# [Part of a data file]
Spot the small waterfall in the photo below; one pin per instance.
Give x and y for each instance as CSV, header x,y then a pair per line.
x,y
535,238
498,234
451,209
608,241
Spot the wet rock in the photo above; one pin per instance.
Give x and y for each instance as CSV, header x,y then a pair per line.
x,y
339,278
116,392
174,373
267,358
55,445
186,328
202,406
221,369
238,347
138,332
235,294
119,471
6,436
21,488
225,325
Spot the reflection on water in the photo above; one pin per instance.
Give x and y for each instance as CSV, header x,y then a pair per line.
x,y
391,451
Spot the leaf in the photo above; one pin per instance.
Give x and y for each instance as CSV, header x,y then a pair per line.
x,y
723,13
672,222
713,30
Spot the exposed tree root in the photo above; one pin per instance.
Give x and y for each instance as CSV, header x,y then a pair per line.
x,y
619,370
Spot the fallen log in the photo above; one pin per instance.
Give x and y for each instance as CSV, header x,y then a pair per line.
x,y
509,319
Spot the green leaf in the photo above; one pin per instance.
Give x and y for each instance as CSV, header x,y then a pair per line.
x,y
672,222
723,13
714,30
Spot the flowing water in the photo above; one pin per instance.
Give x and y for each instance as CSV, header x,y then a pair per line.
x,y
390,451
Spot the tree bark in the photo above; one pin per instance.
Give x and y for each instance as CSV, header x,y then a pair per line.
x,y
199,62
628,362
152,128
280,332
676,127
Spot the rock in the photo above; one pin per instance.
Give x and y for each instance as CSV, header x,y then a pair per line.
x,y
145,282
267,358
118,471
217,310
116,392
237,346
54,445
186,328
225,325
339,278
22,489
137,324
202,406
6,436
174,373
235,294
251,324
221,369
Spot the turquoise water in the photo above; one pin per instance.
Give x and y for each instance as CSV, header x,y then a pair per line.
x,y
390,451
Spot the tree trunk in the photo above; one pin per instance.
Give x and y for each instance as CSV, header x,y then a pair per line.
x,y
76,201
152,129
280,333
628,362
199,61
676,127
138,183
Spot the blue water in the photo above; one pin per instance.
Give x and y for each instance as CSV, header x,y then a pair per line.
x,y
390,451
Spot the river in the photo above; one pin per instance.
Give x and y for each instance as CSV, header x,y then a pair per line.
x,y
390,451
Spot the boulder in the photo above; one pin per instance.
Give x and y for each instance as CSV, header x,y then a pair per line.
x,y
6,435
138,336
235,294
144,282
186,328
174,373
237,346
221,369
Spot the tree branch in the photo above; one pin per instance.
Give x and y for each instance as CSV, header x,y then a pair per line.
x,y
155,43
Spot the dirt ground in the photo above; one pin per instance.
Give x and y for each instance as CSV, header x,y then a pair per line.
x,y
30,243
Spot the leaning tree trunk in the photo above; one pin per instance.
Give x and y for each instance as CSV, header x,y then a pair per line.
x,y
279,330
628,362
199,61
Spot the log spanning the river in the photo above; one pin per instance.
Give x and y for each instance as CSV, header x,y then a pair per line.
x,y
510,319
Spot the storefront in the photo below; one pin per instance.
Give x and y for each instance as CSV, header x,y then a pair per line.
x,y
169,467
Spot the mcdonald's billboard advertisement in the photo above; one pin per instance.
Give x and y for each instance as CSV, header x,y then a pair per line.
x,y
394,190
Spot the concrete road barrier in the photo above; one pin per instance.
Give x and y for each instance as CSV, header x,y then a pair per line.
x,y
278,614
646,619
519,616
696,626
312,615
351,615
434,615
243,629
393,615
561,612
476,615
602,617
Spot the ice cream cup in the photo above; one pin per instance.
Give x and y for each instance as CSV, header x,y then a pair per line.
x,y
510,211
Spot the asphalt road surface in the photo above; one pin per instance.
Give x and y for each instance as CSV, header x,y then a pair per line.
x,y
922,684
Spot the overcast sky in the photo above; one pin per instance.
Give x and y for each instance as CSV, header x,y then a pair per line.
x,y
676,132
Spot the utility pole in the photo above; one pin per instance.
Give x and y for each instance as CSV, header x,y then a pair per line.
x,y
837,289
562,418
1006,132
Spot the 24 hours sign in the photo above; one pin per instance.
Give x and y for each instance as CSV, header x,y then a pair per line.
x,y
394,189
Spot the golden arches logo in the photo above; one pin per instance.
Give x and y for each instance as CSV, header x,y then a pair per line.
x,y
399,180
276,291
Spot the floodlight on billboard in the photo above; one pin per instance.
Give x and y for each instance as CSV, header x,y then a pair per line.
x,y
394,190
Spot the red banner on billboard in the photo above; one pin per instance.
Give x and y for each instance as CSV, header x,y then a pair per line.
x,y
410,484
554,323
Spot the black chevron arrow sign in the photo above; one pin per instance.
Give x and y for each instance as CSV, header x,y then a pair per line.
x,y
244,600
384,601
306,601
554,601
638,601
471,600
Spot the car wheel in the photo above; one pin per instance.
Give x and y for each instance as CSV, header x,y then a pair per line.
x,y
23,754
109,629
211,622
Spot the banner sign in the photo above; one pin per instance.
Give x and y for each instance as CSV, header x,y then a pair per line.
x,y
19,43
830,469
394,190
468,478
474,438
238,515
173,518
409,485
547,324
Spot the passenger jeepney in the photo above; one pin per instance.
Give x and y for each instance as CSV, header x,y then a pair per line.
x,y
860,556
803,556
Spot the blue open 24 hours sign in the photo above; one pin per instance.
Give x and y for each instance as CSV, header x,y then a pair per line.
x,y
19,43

# [WHAT YOU ARE ASKED TO DO]
Give an exact repetition of all the material.

# [EXERCISE SOLUTION]
Spot the small waterfall in the photo below; one pin per instance.
Give x and y for each instance as CSV, header x,y then a pair per line.
x,y
535,238
498,234
451,209
608,241
Spot the wet rock in the photo above; one pin per instance.
Give x and y for each instance as CSV, header x,y then a pair per line.
x,y
339,278
116,392
174,373
267,358
55,445
186,328
202,406
221,369
238,347
138,332
235,294
119,471
6,436
21,488
225,325
Spot the reflection on water in the photo above; one pin per instance.
Give x and y for each instance as CSV, header x,y then a pair per line.
x,y
391,451
Spot the leaf in the photo above; one pin per instance.
Give x and y for each instance as CSV, header x,y then a pair per line.
x,y
723,13
672,222
713,30
Spot the exposed tree root in the photo above; one pin per instance.
Give x and y for each instance as CSV, header x,y then a pair per line.
x,y
619,370
Spot the fallen log in the photo above; one pin per instance.
Give x and y for each instance as CSV, header x,y then a pair per line.
x,y
509,319
Spot the green leaf in the photo above; one pin per instance.
Give x and y for each instance as CSV, header x,y then a pair per line.
x,y
672,222
723,13
714,30
Spot the flowing water in the photo above; one pin per instance.
Give x and y for each instance as CSV, header x,y then a pair per line.
x,y
390,451
Spot the tree bark in the photo above; one pin per instance.
Give x and y for each instance as CSV, header x,y then a pair per line.
x,y
199,62
628,362
152,128
280,332
676,127
Spot the rock in the photo above; one pin per instance.
Give x and y for each instance as CSV, header x,y then a pair per line.
x,y
145,282
267,358
118,471
217,310
116,392
237,346
54,445
186,328
225,325
339,278
22,489
137,324
202,406
6,436
174,373
235,294
251,324
221,369
Spot the turquoise water in the photo above; one pin per instance.
Give x and y for each instance as CSV, header x,y then a pair per line.
x,y
390,451
Spot the tree trunk in the photo above; one pin per instance.
Give x and y for each instance as CSV, header x,y then a pair per line.
x,y
76,201
152,129
280,333
628,362
199,61
676,127
138,183
Spot the blue water in the photo above; one pin per instance.
Give x and y for each instance as CSV, header x,y then a pair per line.
x,y
390,451
Spot the river in the photo above; one pin per instance.
Give x and y for each instance as CSV, header x,y then a pair per line.
x,y
390,451
Spot the boulder in the photo above; one pin per instance.
Give x and y for each instance as CSV, header x,y then a pair per line.
x,y
6,435
138,336
235,294
144,282
186,328
174,373
237,346
221,369
Spot the tree branch in the photo above; one pin per instance.
Give x and y for each instance as CSV, header x,y then a pair per line.
x,y
155,43
Spot the dirt ground in the photo above; one pin per instance.
Give x and y for each instance as CSV, header x,y then a pair per line.
x,y
30,243
Spot the leaning tree trunk in the photo above; one pin per instance.
Give x and y for each instance as CSV, header x,y then a pair per line.
x,y
279,330
628,362
199,61
Spot the log spanning the river in the photo above; one pin per instance.
Give x and y for each instance as CSV, header x,y then a pair per line.
x,y
510,319
Spot the storefront in the photo below; one pin per instance.
Give x and y for each instance as CSV, header x,y then a pair per line.
x,y
169,467
Spot the mcdonald's billboard advertisement in the photo above; one pin per instance.
Give x and y for each instance as CSV, header x,y then a pair per line.
x,y
394,190
Spot the concrete road barrier in the photo above; one pin per instance.
Give x and y for each instance as CSV, header x,y then a pair per line.
x,y
278,614
646,619
519,616
696,626
312,615
351,615
434,615
243,629
393,615
561,612
476,615
602,617
Spot the ice cream cup in the photo above; one pin per instance.
Give x and y for each instance as CSV, header x,y then a pair per line.
x,y
510,211
Spot the asphalt road surface in the photo above; one pin per instance.
Give x and y for each instance as CSV, header x,y then a pair per line.
x,y
922,684
Spot the overcast sky in the photo above; one pin per instance.
Give x and y for each instance as CSV, header x,y then a pair per line.
x,y
676,132
Spot the utility pole in the photo above; one pin per instance.
Give x and y for each instance as CSV, header x,y then a pair per line.
x,y
837,289
562,418
1006,132
Spot the 24 hours sign in the photo above; one pin per instance.
Give x and y for each instance as CSV, header x,y then a pair per line.
x,y
394,189
Spot the golden arches logo in the photo above; one pin per instance.
Give x and y for each instance as CSV, header x,y then a pair per line.
x,y
399,180
276,291
Spot the floodlight on billboard in the photo above; one pin per instance.
Give x and y for each instance as CSV, header x,y then a pair per line.
x,y
394,190
Spot the red banner on billboard in the photo above; one pin per instance.
Give x and y for each instance as CSV, header x,y then a pair per line.
x,y
410,484
554,323
Spot the black chevron arrow sign in the photo above; one pin per instance.
Give x and y for each instance as CSV, header x,y then a pair per line.
x,y
244,600
384,601
306,601
554,601
638,601
471,600
Spot the car wheel in the photo above; one pin per instance.
Give x and y for each instance as CSV, header x,y then a pair per line.
x,y
23,754
109,629
211,622
Spot the banner sign in the photo above; one pin per instance.
Give x and y for each instance as CSV, header x,y then a pair per line.
x,y
19,43
830,469
394,190
468,478
474,438
238,515
173,518
409,485
547,324
Spot the passenger jeepney in the photo above; one pin per instance.
Give x and y for each instance as CSV, header x,y then a pair per line.
x,y
860,556
803,556
Spot the blue open 24 hours sign in the photo above; one pin per instance.
Give x and y for each instance as CSV, header x,y then a pair per line.
x,y
19,43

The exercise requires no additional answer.